__Document extract__
####################

Monday, November 11, 2013

Tales of rue: three classic ballads by Rodgers & Hart

"Ophelia" by John William Waterhouse (1894)
There's rosemary, that's for remembrance; pray, love, remember: and there is pansies. that's for thoughts. There's fennel for you, and columbines: there's rue for you; and here's some for me: we may call it herb-grace o' Sundays: O you must wear your rue with a difference.
(Ophelia's apparently rambling discourse on herbs is actually quite canny. This page summarizes the underlying meanings of the herbs she references, which would have been evident to a contemporary audience. More than likely this is touched on in Peter Ackroyd's A Brief Guide to Shakespeare: Without the Boring Bits; if not, it should be!)
Today I'd like to bring you three songs by the great team of Rodgers & Hart that to me are the epitome of the rueful and the bittersweet. The first is He Was Too Good to Me (1930) performed by American operatic star Eileen Farrell on her 1959 album I Gotta Right to Sing the Blues. (Unlike some modern opera stars we won't mention, Farrell could really handle popular song with style. Click down to get to the song.)
 
He was too good to me,
How can I get along now?
So close he stood to me
Everything seems all wrong now.
He who had brought me the sun
Making me smile,
That was his fun.
When I was mean to him
He’d never say go ‘way now,
I was a queen to him,
Whose gonna make me gay now?
It’s only natural that I’m blue,
He was too good to be true.
Next is It Never Entered My Mind (1940) sung by Ella Fitzgerald (from her great 1950s "Songbook" series)
“‘It Never Entered My Mind’ employs a very strange and effective harmonic device I’ve heard only one other time in popular music, in Cole Porter‘s ‘Ev’ry Time We Say Goodbye.’ For six measures it moves back and forth every half measure from F major to A minor. The melody in these measures is very simple and somber.”—Alec Wilder
Once I laughed when I heard you saying
that I'd be playing solitaire,
uneasy in my easy chair.
It never entered my mind.
Once you told me I was mistaken,
that I'd awaken with the sun
and order orange juice for one.
It never entered my mind.
You have what I lack myself
and now I even have to scratch my back myself.
Once you warned me that if you scorned me
I'd sing the maiden's prayer again
and wish that you where there again
to get into my hair again.
It never entered my mind.
Get hip to more fantastic Ella here.
It Don't Mean a Thing if It Ain't Got That Swing!
My third song choice is "Little Girl Blue" (1935). This 1956 version by Sarah Vaughan with Hal Mooney's Orchestra is pretty darn ravishing.

####################

__Data provided__
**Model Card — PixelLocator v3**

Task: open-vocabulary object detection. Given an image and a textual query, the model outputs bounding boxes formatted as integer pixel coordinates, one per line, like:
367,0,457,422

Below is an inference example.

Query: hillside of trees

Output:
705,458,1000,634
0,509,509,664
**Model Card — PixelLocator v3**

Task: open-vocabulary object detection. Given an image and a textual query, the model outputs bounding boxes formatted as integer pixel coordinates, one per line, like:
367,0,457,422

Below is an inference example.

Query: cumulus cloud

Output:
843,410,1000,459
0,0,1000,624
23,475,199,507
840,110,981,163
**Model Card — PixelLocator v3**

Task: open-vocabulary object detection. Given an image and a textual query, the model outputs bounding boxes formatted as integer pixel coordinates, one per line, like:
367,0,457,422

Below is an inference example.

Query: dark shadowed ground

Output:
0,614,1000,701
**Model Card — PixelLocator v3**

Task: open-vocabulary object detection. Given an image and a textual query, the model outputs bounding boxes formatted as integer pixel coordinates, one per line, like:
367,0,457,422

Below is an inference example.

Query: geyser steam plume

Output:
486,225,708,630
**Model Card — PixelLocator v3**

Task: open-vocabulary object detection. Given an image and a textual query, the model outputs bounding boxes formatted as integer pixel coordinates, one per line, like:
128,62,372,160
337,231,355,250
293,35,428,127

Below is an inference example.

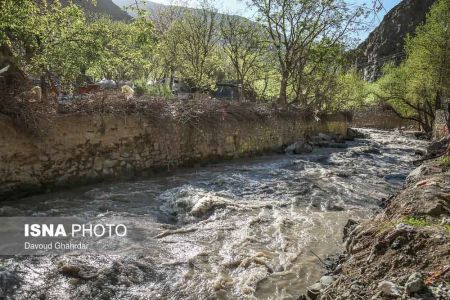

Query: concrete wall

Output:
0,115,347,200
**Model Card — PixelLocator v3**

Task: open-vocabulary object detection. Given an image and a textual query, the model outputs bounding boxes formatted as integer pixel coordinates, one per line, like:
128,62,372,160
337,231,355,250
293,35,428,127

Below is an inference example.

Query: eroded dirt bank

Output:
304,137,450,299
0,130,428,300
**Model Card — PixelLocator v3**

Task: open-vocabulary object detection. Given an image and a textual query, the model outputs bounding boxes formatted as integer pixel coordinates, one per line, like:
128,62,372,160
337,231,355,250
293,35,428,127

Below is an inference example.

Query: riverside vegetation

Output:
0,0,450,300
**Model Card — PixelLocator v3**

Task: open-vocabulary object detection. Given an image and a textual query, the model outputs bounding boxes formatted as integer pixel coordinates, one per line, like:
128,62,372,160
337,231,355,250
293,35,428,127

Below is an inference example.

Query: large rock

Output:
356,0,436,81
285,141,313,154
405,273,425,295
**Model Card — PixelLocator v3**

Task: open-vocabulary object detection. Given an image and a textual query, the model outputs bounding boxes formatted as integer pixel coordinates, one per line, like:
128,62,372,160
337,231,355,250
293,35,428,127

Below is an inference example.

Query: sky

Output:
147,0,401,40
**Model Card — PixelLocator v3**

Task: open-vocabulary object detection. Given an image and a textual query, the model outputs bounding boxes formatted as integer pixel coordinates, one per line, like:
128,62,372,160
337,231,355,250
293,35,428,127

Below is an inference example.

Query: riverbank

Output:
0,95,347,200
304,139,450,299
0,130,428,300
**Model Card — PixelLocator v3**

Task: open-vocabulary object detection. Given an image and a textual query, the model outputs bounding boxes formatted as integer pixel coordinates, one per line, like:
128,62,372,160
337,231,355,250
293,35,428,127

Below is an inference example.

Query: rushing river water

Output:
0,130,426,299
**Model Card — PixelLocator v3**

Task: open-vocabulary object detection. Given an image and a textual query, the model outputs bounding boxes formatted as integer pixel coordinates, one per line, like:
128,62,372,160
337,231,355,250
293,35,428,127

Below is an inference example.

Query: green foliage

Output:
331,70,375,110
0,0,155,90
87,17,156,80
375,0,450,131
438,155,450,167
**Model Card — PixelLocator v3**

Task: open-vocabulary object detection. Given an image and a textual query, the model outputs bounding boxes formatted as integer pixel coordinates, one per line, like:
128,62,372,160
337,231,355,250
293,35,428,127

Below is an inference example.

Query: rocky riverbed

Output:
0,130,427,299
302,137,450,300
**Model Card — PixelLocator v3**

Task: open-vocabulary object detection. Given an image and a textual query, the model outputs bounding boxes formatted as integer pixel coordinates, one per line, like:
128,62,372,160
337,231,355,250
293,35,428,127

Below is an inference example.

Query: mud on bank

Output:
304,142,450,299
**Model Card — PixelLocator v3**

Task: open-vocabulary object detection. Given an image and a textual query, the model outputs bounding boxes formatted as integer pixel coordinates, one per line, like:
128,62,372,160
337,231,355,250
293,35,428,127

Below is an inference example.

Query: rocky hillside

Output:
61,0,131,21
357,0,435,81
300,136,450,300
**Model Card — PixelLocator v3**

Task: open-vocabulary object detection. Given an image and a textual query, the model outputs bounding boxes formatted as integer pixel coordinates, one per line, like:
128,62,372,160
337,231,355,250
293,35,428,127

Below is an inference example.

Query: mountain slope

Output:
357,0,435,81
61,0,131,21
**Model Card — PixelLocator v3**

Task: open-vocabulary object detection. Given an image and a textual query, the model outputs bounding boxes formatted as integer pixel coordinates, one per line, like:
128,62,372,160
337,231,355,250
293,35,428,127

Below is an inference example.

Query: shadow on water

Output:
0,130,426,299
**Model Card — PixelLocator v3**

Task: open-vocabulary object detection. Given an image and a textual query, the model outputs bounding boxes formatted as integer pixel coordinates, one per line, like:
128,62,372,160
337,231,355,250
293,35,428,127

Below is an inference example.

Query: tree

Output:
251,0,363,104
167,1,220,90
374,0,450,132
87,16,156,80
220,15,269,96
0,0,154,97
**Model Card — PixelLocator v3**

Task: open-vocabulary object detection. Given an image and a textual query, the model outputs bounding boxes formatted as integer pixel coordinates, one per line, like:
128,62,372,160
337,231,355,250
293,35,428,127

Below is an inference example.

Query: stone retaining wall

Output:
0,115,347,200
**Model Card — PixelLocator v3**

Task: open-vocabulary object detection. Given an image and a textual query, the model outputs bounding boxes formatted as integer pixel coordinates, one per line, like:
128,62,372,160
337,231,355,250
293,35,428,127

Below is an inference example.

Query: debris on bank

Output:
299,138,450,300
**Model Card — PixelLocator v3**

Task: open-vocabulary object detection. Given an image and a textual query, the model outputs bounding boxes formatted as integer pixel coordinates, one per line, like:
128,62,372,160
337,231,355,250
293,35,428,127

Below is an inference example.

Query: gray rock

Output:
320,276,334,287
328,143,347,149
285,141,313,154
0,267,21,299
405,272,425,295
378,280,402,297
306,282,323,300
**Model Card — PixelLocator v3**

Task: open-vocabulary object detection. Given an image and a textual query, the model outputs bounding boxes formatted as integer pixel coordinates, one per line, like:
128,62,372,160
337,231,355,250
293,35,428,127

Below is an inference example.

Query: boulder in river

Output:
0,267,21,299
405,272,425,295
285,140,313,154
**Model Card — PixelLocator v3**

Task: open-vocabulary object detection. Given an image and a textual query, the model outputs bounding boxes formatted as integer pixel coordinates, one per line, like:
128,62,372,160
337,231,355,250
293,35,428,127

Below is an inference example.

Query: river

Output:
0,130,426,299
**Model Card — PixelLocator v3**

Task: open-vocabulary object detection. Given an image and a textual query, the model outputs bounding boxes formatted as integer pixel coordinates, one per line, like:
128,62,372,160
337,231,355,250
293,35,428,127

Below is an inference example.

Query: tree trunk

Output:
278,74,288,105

####################

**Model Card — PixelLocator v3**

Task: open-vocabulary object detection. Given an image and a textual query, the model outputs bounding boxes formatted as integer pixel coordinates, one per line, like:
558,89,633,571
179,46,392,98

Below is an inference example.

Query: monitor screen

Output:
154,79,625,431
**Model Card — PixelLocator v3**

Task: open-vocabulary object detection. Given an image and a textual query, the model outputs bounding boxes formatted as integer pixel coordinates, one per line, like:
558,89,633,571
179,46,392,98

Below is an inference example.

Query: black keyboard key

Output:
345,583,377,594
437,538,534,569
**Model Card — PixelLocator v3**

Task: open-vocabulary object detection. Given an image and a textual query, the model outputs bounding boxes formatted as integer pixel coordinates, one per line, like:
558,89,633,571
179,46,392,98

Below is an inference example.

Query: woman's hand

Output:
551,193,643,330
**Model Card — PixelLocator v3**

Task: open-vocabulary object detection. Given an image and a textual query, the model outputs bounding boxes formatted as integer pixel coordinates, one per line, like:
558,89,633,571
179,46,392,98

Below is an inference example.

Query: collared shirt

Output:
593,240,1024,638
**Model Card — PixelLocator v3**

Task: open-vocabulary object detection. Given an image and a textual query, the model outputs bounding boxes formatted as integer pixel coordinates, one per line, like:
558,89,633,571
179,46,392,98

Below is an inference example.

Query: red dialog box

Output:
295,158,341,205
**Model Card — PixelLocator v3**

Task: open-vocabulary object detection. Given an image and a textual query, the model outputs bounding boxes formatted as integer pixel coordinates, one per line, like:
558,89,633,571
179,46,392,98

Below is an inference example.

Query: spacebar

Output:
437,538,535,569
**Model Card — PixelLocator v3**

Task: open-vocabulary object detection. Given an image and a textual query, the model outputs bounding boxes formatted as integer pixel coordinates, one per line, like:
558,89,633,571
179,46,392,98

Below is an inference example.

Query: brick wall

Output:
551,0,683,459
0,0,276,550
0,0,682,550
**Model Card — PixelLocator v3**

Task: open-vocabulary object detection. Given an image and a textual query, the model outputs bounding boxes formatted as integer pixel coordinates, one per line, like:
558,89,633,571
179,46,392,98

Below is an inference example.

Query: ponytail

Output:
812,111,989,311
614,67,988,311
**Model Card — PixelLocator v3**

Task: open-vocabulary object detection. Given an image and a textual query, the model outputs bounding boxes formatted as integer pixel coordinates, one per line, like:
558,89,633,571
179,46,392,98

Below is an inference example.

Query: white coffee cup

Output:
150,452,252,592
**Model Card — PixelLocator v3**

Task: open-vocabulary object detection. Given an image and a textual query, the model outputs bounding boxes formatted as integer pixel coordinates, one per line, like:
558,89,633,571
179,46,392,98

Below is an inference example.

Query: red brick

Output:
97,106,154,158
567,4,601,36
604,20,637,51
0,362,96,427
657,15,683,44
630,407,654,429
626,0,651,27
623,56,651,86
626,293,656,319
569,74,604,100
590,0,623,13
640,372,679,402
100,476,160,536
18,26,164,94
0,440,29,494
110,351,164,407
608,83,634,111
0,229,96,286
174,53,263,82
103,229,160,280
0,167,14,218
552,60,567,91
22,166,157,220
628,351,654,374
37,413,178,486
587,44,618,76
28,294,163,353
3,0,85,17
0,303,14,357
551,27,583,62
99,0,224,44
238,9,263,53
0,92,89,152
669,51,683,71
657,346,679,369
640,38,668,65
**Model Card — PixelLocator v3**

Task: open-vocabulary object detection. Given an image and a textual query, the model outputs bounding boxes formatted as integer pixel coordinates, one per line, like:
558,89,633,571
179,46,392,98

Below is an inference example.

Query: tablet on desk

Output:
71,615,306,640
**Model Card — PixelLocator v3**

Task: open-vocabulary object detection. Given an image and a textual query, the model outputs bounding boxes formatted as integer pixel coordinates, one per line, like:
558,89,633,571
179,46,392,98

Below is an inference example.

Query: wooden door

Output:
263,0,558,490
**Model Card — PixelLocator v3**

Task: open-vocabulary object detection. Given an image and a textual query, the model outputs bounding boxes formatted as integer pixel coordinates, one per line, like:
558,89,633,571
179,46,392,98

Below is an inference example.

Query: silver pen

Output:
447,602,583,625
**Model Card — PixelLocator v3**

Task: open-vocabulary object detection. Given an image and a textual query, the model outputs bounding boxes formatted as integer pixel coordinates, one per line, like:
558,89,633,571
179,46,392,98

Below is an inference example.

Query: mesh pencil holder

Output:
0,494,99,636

####################

__To-do list__
• 1. In the Rodgers & Hart post, which singer performs the featured recording of "He Was Too Good to Me"?
• 2. Return every line of the entries that contains the word "rocky". Case counts.

__Task-by-task answers__
• 1. Eileen Farrell

• 2.
Query: rocky riverbed
Query: rocky hillside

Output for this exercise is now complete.